What this task involves: Your output should be the lines from the start of the data through the line containing "outline blue water", exactly and nothing more.

Saved entries
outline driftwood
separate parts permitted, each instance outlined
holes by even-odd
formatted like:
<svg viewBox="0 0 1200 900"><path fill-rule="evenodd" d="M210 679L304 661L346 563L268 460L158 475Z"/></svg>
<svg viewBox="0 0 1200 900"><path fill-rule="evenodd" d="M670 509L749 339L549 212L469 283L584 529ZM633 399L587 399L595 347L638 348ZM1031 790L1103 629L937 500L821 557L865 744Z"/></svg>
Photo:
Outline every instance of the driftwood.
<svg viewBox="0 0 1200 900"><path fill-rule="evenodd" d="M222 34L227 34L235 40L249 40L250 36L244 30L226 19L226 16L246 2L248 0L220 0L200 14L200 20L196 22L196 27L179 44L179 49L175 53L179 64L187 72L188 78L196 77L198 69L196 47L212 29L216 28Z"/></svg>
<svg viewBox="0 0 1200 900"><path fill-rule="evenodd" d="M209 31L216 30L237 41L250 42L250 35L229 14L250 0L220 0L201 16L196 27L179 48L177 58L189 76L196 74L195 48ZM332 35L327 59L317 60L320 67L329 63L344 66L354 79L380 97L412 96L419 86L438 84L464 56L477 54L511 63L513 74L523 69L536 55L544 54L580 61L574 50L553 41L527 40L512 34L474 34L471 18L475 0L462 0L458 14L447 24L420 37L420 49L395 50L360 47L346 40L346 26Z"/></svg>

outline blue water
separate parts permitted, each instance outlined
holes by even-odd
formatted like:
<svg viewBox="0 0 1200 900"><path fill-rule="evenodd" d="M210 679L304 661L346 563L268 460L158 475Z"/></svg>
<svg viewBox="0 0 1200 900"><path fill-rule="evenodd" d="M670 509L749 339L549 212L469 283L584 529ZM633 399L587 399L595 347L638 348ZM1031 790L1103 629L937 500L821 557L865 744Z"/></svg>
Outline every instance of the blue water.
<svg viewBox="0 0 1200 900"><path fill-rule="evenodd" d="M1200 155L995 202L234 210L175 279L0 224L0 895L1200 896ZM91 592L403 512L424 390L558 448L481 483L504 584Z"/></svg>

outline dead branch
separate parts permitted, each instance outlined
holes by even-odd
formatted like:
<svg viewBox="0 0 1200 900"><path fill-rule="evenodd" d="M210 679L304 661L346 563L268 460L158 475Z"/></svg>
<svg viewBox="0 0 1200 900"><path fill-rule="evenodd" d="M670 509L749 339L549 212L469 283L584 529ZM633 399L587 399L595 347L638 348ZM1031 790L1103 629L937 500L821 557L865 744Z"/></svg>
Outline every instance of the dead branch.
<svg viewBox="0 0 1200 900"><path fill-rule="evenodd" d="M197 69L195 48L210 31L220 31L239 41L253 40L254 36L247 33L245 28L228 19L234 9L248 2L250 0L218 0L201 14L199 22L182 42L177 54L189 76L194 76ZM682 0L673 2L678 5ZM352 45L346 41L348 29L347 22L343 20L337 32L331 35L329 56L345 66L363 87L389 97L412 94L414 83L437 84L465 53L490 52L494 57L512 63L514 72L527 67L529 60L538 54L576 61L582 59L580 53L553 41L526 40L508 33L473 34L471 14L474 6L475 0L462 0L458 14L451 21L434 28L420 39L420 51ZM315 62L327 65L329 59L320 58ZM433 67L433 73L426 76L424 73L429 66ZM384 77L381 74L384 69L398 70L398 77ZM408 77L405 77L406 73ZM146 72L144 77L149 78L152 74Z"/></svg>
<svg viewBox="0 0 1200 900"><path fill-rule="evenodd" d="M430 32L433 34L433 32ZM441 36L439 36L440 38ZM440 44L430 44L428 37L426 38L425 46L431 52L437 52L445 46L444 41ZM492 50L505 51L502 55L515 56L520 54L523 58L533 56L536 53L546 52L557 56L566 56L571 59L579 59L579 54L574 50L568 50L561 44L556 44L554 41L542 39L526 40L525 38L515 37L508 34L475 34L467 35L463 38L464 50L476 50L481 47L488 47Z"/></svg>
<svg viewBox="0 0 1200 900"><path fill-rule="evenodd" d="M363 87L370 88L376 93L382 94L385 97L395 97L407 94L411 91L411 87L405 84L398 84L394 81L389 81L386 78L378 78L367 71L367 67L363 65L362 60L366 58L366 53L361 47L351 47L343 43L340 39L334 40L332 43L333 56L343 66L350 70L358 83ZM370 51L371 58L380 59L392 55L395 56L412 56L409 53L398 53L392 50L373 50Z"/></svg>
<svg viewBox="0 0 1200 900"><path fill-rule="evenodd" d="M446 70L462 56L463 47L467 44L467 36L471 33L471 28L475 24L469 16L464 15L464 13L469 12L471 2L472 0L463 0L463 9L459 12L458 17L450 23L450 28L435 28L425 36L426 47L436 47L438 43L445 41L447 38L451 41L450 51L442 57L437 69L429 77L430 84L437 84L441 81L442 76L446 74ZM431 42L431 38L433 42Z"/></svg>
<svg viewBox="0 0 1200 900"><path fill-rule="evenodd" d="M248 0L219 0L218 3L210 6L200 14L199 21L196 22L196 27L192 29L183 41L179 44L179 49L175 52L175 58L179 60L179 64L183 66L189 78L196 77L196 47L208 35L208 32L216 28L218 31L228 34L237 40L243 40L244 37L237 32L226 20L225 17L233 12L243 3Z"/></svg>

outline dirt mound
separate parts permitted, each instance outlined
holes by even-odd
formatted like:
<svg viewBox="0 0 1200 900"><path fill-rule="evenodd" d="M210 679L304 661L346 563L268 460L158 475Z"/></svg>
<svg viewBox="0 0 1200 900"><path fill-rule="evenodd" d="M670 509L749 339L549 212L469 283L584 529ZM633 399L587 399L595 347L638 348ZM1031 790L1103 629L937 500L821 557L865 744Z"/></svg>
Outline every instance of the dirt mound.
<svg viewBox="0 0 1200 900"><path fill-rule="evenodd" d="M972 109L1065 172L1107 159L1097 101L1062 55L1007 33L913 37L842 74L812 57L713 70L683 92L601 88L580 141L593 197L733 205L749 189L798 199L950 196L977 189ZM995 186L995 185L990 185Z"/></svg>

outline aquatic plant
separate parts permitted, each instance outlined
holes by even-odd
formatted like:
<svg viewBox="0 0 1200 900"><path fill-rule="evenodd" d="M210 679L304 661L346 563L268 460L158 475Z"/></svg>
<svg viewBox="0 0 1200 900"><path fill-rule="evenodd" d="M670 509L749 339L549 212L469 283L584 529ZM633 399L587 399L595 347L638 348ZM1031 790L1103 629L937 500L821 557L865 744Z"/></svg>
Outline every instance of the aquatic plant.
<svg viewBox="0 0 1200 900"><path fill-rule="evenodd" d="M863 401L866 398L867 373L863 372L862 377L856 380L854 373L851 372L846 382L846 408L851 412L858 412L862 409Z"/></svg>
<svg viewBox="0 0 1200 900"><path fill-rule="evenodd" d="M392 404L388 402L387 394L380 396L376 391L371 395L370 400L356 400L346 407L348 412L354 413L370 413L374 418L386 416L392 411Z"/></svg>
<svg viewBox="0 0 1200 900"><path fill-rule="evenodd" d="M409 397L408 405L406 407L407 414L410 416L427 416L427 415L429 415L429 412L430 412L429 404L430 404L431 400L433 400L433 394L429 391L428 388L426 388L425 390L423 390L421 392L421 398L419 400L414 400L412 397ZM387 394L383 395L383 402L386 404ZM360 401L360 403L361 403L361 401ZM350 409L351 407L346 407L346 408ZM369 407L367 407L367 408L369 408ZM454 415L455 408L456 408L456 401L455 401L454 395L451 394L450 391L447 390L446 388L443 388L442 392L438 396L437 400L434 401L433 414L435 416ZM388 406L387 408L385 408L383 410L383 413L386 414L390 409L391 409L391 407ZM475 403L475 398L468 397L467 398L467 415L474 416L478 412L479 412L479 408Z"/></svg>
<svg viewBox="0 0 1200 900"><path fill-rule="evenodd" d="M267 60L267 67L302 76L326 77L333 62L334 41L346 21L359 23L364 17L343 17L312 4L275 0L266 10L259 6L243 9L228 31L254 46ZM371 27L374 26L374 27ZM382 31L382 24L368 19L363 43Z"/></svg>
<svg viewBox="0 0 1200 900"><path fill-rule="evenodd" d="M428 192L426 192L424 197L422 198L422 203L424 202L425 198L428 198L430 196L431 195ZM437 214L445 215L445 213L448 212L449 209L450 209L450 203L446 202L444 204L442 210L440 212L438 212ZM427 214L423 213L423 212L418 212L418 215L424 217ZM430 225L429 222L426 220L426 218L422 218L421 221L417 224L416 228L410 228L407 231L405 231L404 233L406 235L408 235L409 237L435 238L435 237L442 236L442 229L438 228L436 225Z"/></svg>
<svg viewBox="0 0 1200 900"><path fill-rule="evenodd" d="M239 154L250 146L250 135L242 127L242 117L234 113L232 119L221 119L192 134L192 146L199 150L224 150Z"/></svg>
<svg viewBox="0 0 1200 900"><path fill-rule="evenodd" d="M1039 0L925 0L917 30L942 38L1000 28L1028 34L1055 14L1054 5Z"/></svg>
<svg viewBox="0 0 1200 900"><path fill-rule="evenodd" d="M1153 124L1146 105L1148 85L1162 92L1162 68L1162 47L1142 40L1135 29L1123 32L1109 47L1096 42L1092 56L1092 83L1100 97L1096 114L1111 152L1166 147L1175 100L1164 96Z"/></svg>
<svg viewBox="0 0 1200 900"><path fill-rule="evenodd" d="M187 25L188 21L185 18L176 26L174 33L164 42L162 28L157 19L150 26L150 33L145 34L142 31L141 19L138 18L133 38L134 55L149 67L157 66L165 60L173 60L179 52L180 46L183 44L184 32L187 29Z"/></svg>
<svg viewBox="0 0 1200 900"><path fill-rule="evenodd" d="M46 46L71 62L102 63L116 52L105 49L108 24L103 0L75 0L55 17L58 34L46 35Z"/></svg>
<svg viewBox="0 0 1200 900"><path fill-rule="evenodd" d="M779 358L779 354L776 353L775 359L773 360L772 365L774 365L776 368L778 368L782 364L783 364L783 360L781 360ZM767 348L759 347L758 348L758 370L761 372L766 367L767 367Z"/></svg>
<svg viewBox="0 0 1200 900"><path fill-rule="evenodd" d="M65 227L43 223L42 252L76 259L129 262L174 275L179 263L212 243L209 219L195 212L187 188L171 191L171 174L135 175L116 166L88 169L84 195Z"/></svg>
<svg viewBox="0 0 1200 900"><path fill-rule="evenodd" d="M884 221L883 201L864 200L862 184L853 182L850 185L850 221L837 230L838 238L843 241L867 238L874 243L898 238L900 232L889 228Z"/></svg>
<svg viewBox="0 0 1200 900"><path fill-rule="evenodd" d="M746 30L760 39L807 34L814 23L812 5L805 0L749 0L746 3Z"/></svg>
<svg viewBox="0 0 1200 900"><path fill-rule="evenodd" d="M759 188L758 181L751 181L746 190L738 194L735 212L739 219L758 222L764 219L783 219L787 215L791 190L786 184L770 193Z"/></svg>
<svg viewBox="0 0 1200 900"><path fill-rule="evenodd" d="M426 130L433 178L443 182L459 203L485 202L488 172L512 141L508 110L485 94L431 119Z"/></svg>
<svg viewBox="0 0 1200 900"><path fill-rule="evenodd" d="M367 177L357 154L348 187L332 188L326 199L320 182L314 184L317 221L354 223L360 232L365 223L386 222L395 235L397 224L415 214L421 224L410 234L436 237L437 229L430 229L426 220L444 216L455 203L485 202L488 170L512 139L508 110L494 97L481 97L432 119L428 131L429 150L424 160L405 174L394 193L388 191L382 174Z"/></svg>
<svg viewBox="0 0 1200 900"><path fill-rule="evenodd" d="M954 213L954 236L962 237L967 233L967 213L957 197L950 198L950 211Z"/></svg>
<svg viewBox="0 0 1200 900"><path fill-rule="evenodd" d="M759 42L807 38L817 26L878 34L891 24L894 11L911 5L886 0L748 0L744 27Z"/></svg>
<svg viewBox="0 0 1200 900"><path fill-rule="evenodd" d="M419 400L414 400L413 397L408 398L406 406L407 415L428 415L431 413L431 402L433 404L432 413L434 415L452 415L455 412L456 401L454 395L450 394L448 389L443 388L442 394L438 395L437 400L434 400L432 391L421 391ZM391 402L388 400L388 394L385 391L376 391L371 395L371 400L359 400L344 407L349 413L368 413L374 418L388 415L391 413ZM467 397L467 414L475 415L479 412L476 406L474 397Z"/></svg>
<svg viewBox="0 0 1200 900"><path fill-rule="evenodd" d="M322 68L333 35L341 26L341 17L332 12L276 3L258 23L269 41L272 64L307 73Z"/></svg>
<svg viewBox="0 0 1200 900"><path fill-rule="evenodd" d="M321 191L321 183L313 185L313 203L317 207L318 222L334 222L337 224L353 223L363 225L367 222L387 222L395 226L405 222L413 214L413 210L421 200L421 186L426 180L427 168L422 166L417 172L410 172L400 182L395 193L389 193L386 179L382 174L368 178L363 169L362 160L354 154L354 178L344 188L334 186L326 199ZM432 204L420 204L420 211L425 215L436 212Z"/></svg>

Answer for this exercise:
outline driftwood
separate parts permitted, each instance outlined
holes by even-odd
formatted like:
<svg viewBox="0 0 1200 900"><path fill-rule="evenodd" d="M210 679L304 661L346 563L268 460L158 475Z"/></svg>
<svg viewBox="0 0 1200 900"><path fill-rule="evenodd" d="M670 509L749 339L549 212L469 283L584 529ZM633 399L587 399L595 347L638 348ZM1031 790L1103 629L937 500L821 557L865 744Z"/></svg>
Photo:
Outline every instance of the driftwood.
<svg viewBox="0 0 1200 900"><path fill-rule="evenodd" d="M222 34L227 34L235 40L249 40L250 36L244 30L226 19L226 16L246 2L248 0L220 0L200 14L200 20L196 22L196 27L179 44L179 49L175 53L179 64L187 72L188 78L196 77L198 69L196 47L212 29L216 28Z"/></svg>
<svg viewBox="0 0 1200 900"><path fill-rule="evenodd" d="M209 31L216 30L237 41L250 42L250 35L229 14L250 0L220 0L201 16L196 27L179 48L177 58L189 76L196 74L195 48ZM332 35L327 59L317 60L320 67L329 63L344 66L354 79L380 97L412 96L419 86L438 84L464 56L477 54L511 63L513 74L523 69L536 55L544 54L580 61L574 50L553 41L527 40L512 34L474 34L471 18L475 0L462 0L458 14L447 24L420 37L420 49L395 50L360 47L346 40L346 26Z"/></svg>

outline blue water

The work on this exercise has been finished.